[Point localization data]
'''
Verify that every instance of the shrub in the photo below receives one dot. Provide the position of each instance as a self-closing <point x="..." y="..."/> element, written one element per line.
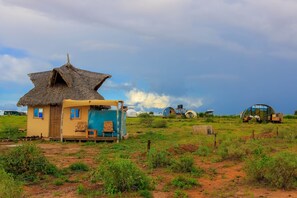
<point x="11" y="133"/>
<point x="184" y="164"/>
<point x="159" y="124"/>
<point x="145" y="119"/>
<point x="180" y="194"/>
<point x="8" y="186"/>
<point x="145" y="194"/>
<point x="203" y="151"/>
<point x="279" y="171"/>
<point x="27" y="163"/>
<point x="158" y="159"/>
<point x="256" y="167"/>
<point x="79" y="166"/>
<point x="282" y="172"/>
<point x="236" y="149"/>
<point x="184" y="183"/>
<point x="81" y="189"/>
<point x="121" y="175"/>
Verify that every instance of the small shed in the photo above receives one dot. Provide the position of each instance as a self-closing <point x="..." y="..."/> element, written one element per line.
<point x="261" y="112"/>
<point x="203" y="129"/>
<point x="105" y="123"/>
<point x="131" y="113"/>
<point x="191" y="114"/>
<point x="169" y="111"/>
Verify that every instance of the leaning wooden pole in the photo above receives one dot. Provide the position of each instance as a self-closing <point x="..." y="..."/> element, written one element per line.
<point x="61" y="124"/>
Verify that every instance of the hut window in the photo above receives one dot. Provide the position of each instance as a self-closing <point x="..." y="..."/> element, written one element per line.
<point x="38" y="112"/>
<point x="74" y="113"/>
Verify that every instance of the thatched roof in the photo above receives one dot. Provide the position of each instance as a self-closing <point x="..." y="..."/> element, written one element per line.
<point x="65" y="82"/>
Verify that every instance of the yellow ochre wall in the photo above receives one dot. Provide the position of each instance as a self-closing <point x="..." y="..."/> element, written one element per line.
<point x="69" y="124"/>
<point x="36" y="126"/>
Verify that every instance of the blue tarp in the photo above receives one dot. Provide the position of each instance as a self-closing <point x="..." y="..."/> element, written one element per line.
<point x="97" y="118"/>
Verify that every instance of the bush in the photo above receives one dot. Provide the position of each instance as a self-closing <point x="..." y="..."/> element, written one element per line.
<point x="121" y="175"/>
<point x="184" y="183"/>
<point x="159" y="124"/>
<point x="203" y="151"/>
<point x="158" y="159"/>
<point x="180" y="194"/>
<point x="27" y="162"/>
<point x="79" y="166"/>
<point x="11" y="133"/>
<point x="145" y="119"/>
<point x="282" y="172"/>
<point x="256" y="167"/>
<point x="184" y="165"/>
<point x="8" y="186"/>
<point x="145" y="194"/>
<point x="279" y="171"/>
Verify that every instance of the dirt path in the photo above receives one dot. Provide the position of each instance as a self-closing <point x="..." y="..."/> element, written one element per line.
<point x="223" y="179"/>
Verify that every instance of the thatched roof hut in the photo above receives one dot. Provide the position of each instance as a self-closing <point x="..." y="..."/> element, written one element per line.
<point x="65" y="82"/>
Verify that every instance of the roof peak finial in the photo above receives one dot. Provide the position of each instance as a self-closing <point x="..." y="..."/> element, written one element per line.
<point x="68" y="59"/>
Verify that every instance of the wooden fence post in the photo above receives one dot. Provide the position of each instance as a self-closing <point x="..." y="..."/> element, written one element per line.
<point x="148" y="145"/>
<point x="215" y="140"/>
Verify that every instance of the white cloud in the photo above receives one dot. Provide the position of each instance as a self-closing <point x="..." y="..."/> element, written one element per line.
<point x="147" y="100"/>
<point x="109" y="84"/>
<point x="160" y="101"/>
<point x="93" y="45"/>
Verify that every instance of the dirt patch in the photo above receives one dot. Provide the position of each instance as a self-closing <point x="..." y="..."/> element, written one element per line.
<point x="221" y="179"/>
<point x="183" y="148"/>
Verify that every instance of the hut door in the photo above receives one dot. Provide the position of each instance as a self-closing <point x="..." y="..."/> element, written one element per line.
<point x="55" y="121"/>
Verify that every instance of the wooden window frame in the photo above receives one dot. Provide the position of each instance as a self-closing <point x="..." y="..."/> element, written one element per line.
<point x="38" y="115"/>
<point x="79" y="112"/>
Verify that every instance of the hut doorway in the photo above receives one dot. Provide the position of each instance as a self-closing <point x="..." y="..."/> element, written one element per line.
<point x="55" y="121"/>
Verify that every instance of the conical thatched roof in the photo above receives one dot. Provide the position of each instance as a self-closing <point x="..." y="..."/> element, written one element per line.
<point x="65" y="82"/>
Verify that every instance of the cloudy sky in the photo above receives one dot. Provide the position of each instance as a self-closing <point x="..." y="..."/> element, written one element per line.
<point x="205" y="54"/>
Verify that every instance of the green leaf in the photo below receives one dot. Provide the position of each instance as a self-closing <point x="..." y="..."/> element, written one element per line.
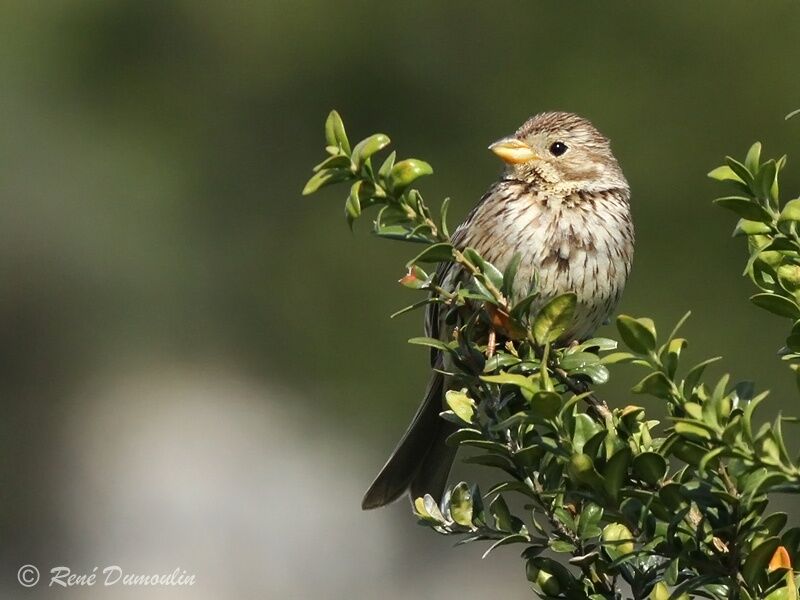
<point x="745" y="208"/>
<point x="615" y="472"/>
<point x="430" y="342"/>
<point x="502" y="516"/>
<point x="656" y="384"/>
<point x="692" y="431"/>
<point x="755" y="566"/>
<point x="407" y="172"/>
<point x="510" y="275"/>
<point x="752" y="161"/>
<point x="589" y="521"/>
<point x="638" y="334"/>
<point x="585" y="429"/>
<point x="334" y="162"/>
<point x="650" y="467"/>
<point x="745" y="227"/>
<point x="578" y="360"/>
<point x="461" y="404"/>
<point x="387" y="165"/>
<point x="791" y="211"/>
<point x="369" y="146"/>
<point x="724" y="173"/>
<point x="352" y="207"/>
<point x="441" y="252"/>
<point x="554" y="318"/>
<point x="514" y="538"/>
<point x="334" y="132"/>
<point x="561" y="546"/>
<point x="324" y="178"/>
<point x="581" y="469"/>
<point x="778" y="305"/>
<point x="521" y="381"/>
<point x="671" y="355"/>
<point x="461" y="505"/>
<point x="740" y="170"/>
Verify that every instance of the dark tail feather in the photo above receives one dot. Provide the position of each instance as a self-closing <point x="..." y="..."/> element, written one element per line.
<point x="421" y="460"/>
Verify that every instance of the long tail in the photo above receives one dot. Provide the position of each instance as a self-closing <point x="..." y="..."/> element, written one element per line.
<point x="422" y="460"/>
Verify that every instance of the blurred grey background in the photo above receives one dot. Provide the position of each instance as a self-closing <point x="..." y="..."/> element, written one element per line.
<point x="197" y="369"/>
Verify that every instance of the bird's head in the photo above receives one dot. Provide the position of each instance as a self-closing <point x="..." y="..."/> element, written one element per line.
<point x="563" y="151"/>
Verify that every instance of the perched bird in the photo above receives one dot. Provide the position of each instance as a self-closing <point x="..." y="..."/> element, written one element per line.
<point x="562" y="203"/>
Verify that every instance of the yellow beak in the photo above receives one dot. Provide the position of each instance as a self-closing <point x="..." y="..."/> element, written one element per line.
<point x="513" y="151"/>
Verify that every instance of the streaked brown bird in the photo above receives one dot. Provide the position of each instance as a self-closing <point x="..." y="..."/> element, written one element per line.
<point x="562" y="203"/>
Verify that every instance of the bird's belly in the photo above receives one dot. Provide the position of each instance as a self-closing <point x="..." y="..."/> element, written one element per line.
<point x="569" y="251"/>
'''
* What is being asked: Output every record above word for word, omitting any pictures they contain.

* Solution to the exercise:
Verify that every instance of the shrub in the photo below receives one dot. Provide the position of each instance as a self-closing <point x="..." y="..."/> element, written one element per line.
<point x="11" y="133"/>
<point x="184" y="164"/>
<point x="159" y="124"/>
<point x="145" y="119"/>
<point x="180" y="194"/>
<point x="8" y="186"/>
<point x="145" y="194"/>
<point x="203" y="151"/>
<point x="279" y="171"/>
<point x="27" y="163"/>
<point x="158" y="159"/>
<point x="256" y="167"/>
<point x="79" y="166"/>
<point x="282" y="172"/>
<point x="236" y="149"/>
<point x="184" y="183"/>
<point x="81" y="189"/>
<point x="121" y="175"/>
Verify that every instance of the small shed in the photo above receives one dot. Provide the position of each instance as a self-closing <point x="..." y="..."/> element, written one element per line.
<point x="261" y="112"/>
<point x="203" y="129"/>
<point x="105" y="123"/>
<point x="131" y="113"/>
<point x="191" y="114"/>
<point x="169" y="111"/>
Verify that every instance of the leaning wooden pole in the photo above receives one dot. Provide the position of each instance as a self-closing <point x="..." y="..."/> element, written one element per line.
<point x="61" y="124"/>
Verify that every instance of the hut window in the photo above receives one dot. Provide the position of each instance as a self-closing <point x="..." y="..."/> element, written one element per line.
<point x="38" y="112"/>
<point x="74" y="113"/>
Verify that every instance of the thatched roof in the photo above receives one dot. Provide the position of each instance as a self-closing <point x="..." y="..."/> element, written one element per line.
<point x="65" y="82"/>
Verify that every instance of the yellow ochre wall in the photo above receives one dot. Provide the position of each instance as a self-closing <point x="..." y="..."/> element, written one element per line.
<point x="69" y="124"/>
<point x="36" y="126"/>
Verify that every instance of the blue tarp in the photo above receives one dot. Provide the position of each instance as a self-closing <point x="..." y="..."/> element, written one element per line.
<point x="97" y="118"/>
Verify that every instance of the bush in the photo above receives one dot. Provide the position of each instance as a self-closing <point x="..." y="..."/> element, written one element per line.
<point x="121" y="175"/>
<point x="184" y="183"/>
<point x="159" y="124"/>
<point x="203" y="151"/>
<point x="158" y="159"/>
<point x="180" y="194"/>
<point x="27" y="162"/>
<point x="79" y="166"/>
<point x="11" y="133"/>
<point x="145" y="119"/>
<point x="282" y="172"/>
<point x="256" y="167"/>
<point x="184" y="165"/>
<point x="8" y="186"/>
<point x="145" y="194"/>
<point x="279" y="171"/>
Verify that every instance of the dirt path in the photo above receives one dot. Provide the position of each instance as a self-closing <point x="..." y="..."/> element, written one element per line.
<point x="223" y="179"/>
Verify that every instance of the thatched roof hut in the photo above receives one dot. Provide the position of each instance as a self-closing <point x="..." y="..."/> element, written one element per line.
<point x="65" y="82"/>
Verify that every instance of the roof peak finial in the photo above receives one dot. Provide the position of each instance as a self-closing <point x="..." y="..."/> element, written one element per line.
<point x="68" y="59"/>
Verify that every instance of the wooden fence post in the photo above receives one dot. Provide the position of each instance as a self-closing <point x="..." y="..."/> element, written one element per line.
<point x="148" y="145"/>
<point x="215" y="140"/>
Verify that every instance of the white cloud in the photo above receives one dot. Provide the position of each instance as a self-closing <point x="..." y="..."/> element, written one element per line.
<point x="147" y="100"/>
<point x="109" y="84"/>
<point x="160" y="101"/>
<point x="93" y="45"/>
Verify that every instance of the dirt patch in the photo above receives one dot. Provide the position of each instance as a self-closing <point x="..." y="..."/> element, written one element per line.
<point x="221" y="179"/>
<point x="183" y="148"/>
Verify that every instance of the hut door in the photo above receives one dot. Provide the position of each instance as a self-closing <point x="..." y="..."/> element, written one element per line.
<point x="55" y="121"/>
Verify that every instance of the wooden window frame in the photo above receives one dot. Provide the position of each instance as a self-closing <point x="..." y="..."/> element, written one element per line.
<point x="38" y="115"/>
<point x="79" y="112"/>
Verify that every instance of the hut doorway in the photo above receives one dot. Provide the position of each instance as a self-closing <point x="..." y="..."/> element, written one element per line.
<point x="55" y="121"/>
Verify that every instance of the conical thatched roof in the photo above receives one dot. Provide the position of each instance as a self-closing <point x="..." y="..."/> element, written one element per line.
<point x="65" y="82"/>
Verify that every instance of the cloudy sky in the photo above receives one dot. Provide the position of each instance as a self-closing <point x="..." y="..."/> element, written one element per line.
<point x="205" y="54"/>
Verify that every instance of the green leaf in the photo below receives one dot. Provide the position of each instance as a self-closing <point x="..." y="..."/> element, written one element per line.
<point x="745" y="208"/>
<point x="615" y="472"/>
<point x="430" y="342"/>
<point x="502" y="516"/>
<point x="656" y="384"/>
<point x="692" y="431"/>
<point x="755" y="566"/>
<point x="407" y="172"/>
<point x="510" y="275"/>
<point x="752" y="161"/>
<point x="589" y="521"/>
<point x="638" y="334"/>
<point x="585" y="429"/>
<point x="334" y="162"/>
<point x="650" y="467"/>
<point x="745" y="227"/>
<point x="578" y="360"/>
<point x="461" y="404"/>
<point x="387" y="165"/>
<point x="791" y="211"/>
<point x="369" y="146"/>
<point x="724" y="173"/>
<point x="352" y="207"/>
<point x="441" y="252"/>
<point x="554" y="318"/>
<point x="514" y="538"/>
<point x="334" y="132"/>
<point x="561" y="546"/>
<point x="324" y="178"/>
<point x="581" y="469"/>
<point x="778" y="305"/>
<point x="521" y="381"/>
<point x="671" y="355"/>
<point x="461" y="505"/>
<point x="740" y="170"/>
Verify that every instance of the dark tail feather in the photo above receives one dot. Provide the position of each instance as a self-closing <point x="..." y="..."/> element, written one element per line.
<point x="421" y="460"/>
Verify that every instance of the long tail in the photo above receives one dot. Provide the position of each instance as a self-closing <point x="..." y="..."/> element, written one element per line.
<point x="422" y="460"/>
Verify that every instance of the blurred grey background in the photo above receives one dot. Provide the position of each instance as a self-closing <point x="..." y="..."/> element, written one element per line.
<point x="197" y="369"/>
Verify that every instance of the bird's head in the photo above receives one dot. Provide the position of each instance as a self-closing <point x="..." y="..."/> element, written one element per line.
<point x="563" y="151"/>
Verify that every instance of the perched bird in the photo above receives one dot. Provide the position of each instance as a self-closing <point x="..." y="..."/> element, written one element per line.
<point x="562" y="203"/>
Verify that every instance of the yellow beak in the photo above receives one dot. Provide the position of each instance as a self-closing <point x="..." y="..."/> element, written one element per line.
<point x="513" y="151"/>
Verify that every instance of the streaked brown bird in the photo above receives one dot. Provide the position of each instance as a self-closing <point x="..." y="..."/> element, written one element per line.
<point x="562" y="203"/>
Verify that every instance of the bird's belly in the photo above receives one dot. Provide the position of each instance as a self-closing <point x="..." y="..."/> element, written one element per line.
<point x="569" y="251"/>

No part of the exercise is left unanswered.